Dataset excerpts:
* * * * *

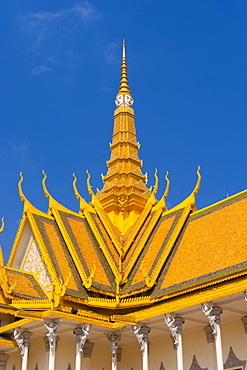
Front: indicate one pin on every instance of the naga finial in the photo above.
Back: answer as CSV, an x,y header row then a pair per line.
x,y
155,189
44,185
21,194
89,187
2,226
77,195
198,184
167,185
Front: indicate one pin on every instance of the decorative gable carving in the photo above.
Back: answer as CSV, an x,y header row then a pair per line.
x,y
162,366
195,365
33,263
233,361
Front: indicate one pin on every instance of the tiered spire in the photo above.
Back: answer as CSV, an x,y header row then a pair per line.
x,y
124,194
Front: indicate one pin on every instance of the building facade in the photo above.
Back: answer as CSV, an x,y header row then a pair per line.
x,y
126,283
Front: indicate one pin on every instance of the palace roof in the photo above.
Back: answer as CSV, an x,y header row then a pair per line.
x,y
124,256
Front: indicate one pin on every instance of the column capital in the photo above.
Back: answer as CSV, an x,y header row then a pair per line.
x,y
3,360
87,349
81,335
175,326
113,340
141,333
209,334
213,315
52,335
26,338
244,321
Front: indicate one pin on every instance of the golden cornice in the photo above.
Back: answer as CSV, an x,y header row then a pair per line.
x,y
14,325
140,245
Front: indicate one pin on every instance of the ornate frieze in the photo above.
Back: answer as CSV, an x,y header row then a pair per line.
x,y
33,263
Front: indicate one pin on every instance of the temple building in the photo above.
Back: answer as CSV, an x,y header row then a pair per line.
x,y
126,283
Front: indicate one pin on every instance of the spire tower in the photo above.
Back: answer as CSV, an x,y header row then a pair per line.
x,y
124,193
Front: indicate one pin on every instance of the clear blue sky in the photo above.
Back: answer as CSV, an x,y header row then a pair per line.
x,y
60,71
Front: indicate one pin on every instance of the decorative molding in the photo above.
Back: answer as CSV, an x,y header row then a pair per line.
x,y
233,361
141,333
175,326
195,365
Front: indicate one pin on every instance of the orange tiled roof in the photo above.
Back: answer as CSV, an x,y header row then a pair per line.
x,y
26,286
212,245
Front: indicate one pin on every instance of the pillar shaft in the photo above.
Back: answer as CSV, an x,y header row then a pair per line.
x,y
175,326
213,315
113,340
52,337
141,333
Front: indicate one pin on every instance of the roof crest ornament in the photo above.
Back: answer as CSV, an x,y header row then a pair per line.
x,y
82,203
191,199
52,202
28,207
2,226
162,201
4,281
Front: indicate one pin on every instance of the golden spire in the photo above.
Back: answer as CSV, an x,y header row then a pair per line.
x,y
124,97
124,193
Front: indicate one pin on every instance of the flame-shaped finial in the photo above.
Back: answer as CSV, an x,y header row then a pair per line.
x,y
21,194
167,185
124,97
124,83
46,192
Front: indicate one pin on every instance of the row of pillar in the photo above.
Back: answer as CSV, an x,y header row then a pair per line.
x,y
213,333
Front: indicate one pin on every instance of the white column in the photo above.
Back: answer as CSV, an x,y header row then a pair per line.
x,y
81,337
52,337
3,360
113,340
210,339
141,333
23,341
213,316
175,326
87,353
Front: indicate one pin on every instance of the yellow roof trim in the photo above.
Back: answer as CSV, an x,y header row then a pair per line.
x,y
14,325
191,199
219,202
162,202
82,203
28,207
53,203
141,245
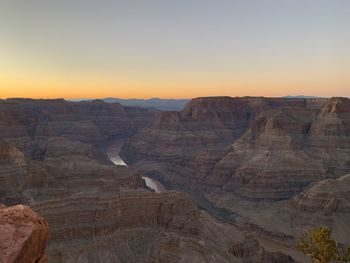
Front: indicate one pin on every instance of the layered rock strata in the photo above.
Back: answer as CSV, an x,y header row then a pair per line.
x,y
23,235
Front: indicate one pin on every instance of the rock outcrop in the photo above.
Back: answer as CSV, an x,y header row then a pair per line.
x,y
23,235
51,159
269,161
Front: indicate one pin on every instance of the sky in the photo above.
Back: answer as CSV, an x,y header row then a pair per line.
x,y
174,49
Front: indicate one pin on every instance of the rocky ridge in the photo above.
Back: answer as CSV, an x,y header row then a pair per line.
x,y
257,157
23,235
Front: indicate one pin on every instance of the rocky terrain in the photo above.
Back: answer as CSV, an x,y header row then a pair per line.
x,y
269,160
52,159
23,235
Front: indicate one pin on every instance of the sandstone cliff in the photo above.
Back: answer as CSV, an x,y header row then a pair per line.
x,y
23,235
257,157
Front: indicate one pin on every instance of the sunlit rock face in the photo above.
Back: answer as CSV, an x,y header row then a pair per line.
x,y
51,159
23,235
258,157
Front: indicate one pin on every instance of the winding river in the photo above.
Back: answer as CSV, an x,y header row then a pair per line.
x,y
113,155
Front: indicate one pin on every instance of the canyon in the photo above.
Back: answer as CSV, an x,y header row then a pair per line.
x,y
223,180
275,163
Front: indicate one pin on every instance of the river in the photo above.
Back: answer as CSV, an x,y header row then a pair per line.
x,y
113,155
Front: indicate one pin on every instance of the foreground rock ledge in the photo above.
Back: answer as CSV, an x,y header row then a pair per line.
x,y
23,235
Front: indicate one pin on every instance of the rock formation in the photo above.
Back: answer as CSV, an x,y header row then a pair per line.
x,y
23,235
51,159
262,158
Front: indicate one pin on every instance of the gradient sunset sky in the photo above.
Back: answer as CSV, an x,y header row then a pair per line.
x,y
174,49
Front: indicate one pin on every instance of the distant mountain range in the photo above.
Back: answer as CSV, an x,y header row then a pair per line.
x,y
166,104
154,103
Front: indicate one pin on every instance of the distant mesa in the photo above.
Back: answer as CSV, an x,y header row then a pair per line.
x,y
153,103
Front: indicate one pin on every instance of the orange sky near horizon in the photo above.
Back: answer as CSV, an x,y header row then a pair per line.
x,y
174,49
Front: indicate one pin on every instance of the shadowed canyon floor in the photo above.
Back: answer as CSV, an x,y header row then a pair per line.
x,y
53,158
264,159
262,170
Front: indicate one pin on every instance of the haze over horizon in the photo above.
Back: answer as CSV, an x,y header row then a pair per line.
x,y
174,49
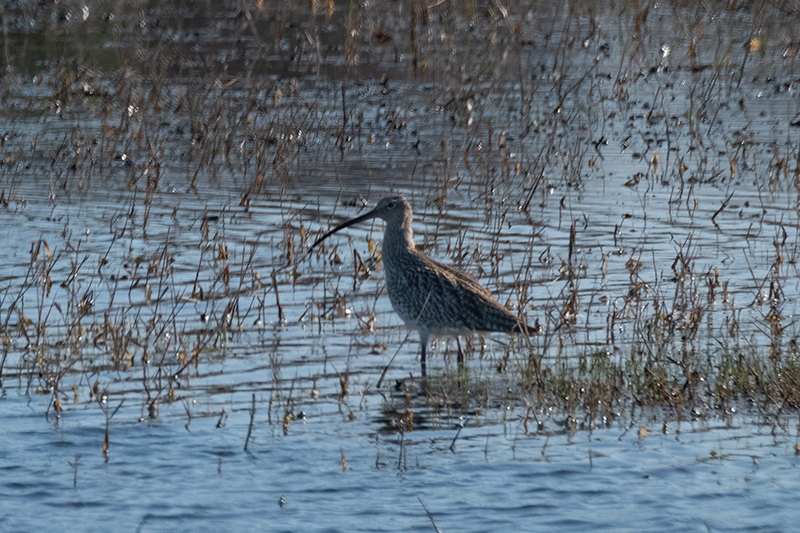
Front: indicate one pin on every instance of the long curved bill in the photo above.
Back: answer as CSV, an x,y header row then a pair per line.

* * * * *

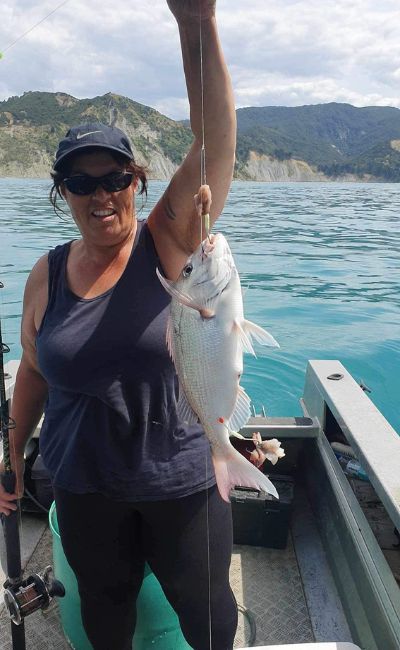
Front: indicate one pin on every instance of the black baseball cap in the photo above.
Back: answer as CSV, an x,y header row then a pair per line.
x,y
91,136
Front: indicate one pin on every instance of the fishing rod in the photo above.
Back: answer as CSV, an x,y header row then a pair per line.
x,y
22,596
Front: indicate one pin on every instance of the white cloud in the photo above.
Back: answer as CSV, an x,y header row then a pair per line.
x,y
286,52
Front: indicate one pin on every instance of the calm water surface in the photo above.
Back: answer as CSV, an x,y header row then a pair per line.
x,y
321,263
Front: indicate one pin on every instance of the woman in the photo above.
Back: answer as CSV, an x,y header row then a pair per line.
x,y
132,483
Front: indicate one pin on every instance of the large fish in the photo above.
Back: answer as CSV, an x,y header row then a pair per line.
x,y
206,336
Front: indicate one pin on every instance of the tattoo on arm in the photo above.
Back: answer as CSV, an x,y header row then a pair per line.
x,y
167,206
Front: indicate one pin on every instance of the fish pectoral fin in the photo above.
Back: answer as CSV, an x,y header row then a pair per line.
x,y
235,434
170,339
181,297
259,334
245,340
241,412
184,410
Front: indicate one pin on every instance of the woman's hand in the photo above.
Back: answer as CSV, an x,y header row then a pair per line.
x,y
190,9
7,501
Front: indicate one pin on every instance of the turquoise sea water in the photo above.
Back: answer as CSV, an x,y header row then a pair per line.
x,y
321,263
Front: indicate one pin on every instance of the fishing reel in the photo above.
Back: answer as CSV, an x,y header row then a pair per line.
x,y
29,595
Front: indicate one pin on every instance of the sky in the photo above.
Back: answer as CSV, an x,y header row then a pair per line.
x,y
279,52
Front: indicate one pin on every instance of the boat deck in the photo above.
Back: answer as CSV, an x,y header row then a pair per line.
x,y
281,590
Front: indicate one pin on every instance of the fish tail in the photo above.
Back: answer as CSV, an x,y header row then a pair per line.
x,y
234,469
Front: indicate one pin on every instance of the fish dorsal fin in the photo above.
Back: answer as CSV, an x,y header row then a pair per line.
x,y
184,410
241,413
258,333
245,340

* * * * *

Search the entries for the word "rocky" and gather every line where it appears.

Front: indicate one pin on every instance of the rocky ridge in the photo above.
Front: indicate one pin on every instance of the rocky terrain in the photo above.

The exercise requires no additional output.